> [Records from a collection]
==========
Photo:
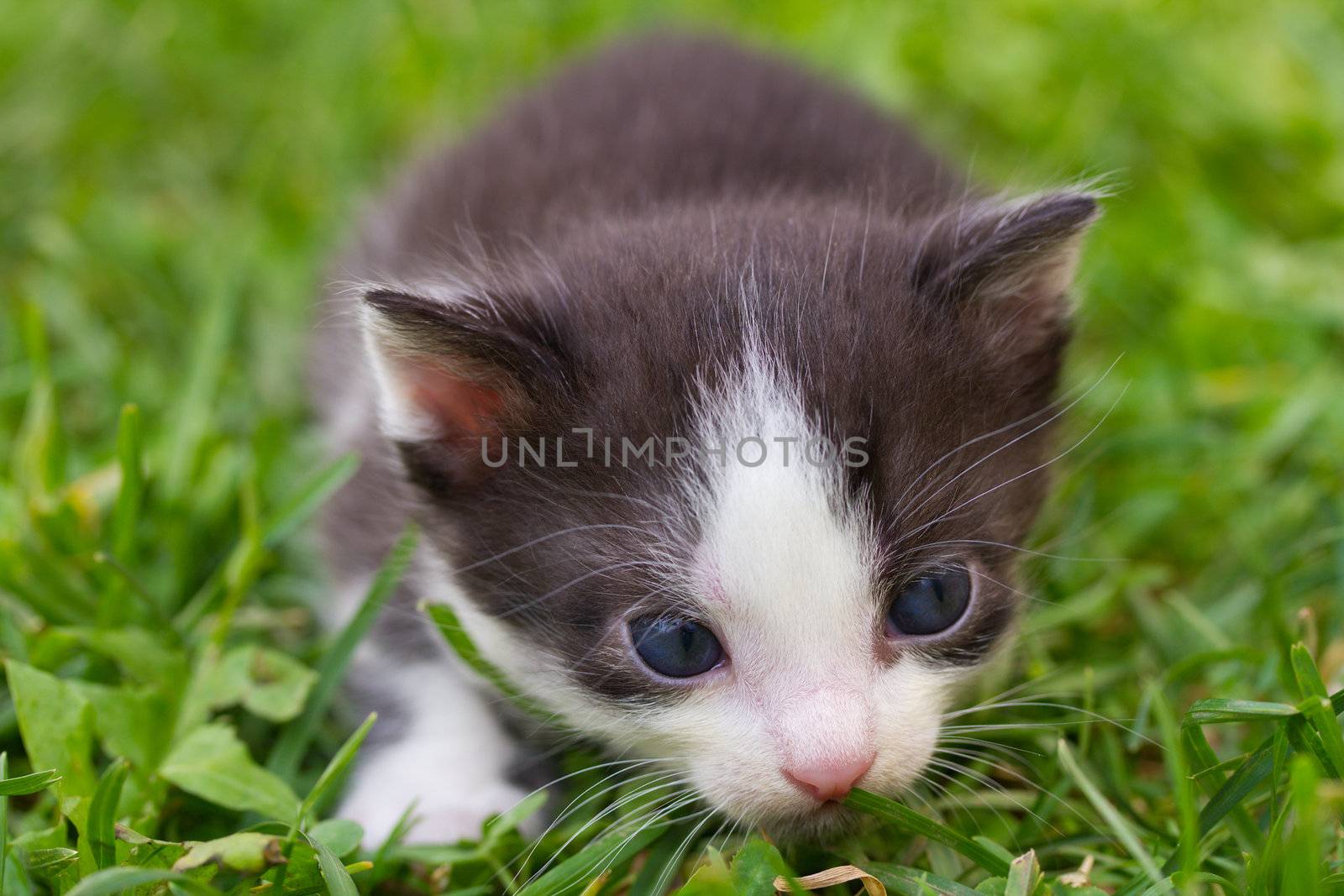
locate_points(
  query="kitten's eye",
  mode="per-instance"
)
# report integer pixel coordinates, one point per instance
==========
> [Problem description]
Please write the data above out again word for word, leaving the pictures out.

> [The completed task]
Photo:
locate_points(
  query="kitten's eye",
  mode="per-instance"
)
# report integer pixel coordinates, one point per instance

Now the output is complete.